**What to do**
Search the material for the string "stick", then show every line where it turns up.

**Data for processing**
***

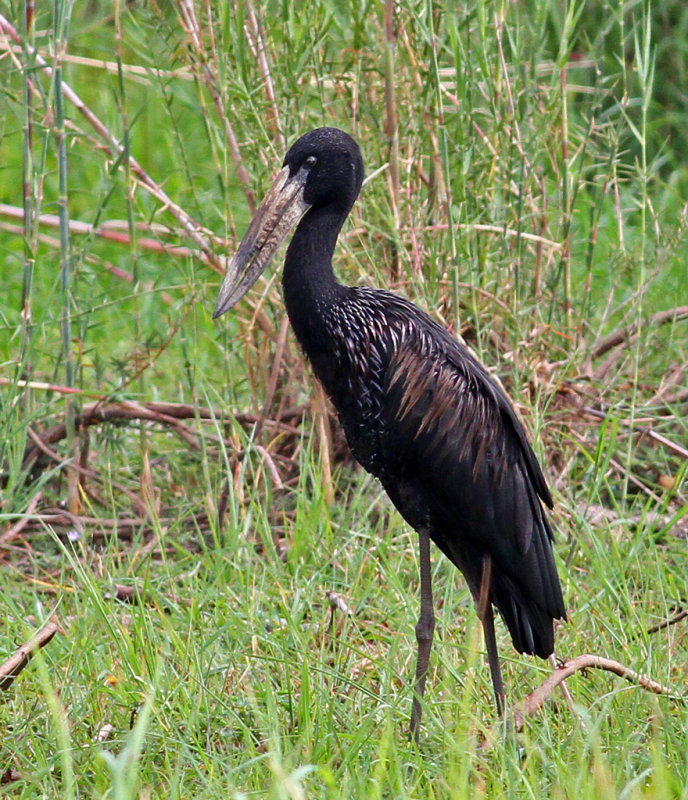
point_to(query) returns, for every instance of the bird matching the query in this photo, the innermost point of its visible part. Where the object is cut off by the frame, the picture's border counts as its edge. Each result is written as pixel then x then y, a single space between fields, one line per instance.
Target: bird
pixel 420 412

***

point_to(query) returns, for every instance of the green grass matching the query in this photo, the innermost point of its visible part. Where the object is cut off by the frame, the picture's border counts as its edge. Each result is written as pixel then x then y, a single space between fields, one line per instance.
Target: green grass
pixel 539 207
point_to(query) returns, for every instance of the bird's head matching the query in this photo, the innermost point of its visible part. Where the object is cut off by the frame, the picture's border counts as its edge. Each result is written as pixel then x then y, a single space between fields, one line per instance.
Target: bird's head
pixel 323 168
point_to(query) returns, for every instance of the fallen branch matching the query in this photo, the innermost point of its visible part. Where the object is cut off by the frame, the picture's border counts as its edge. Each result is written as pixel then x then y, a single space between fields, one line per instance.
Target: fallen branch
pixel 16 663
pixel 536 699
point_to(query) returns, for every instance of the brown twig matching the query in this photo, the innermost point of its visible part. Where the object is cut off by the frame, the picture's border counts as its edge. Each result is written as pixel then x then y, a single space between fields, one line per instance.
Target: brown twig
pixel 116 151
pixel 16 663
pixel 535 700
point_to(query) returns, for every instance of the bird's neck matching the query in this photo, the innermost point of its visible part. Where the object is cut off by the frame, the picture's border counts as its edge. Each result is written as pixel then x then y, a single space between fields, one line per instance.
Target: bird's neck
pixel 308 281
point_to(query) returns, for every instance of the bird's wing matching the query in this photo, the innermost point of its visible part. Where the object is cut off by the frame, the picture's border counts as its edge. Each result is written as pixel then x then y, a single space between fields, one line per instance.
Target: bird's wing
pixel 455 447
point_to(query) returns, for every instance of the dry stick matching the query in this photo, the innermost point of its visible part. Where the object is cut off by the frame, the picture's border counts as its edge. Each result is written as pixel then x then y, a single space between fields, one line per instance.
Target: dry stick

***

**Result**
point_to(query) returns, for every instance of the dry stick matching the query in this photo, the innermost point of its visible part. Where the object is cut off by the frame, the picture's border counts as its edge. Each result is written as pixel then x then y, a single space between fields, one line per instance.
Target: dry stick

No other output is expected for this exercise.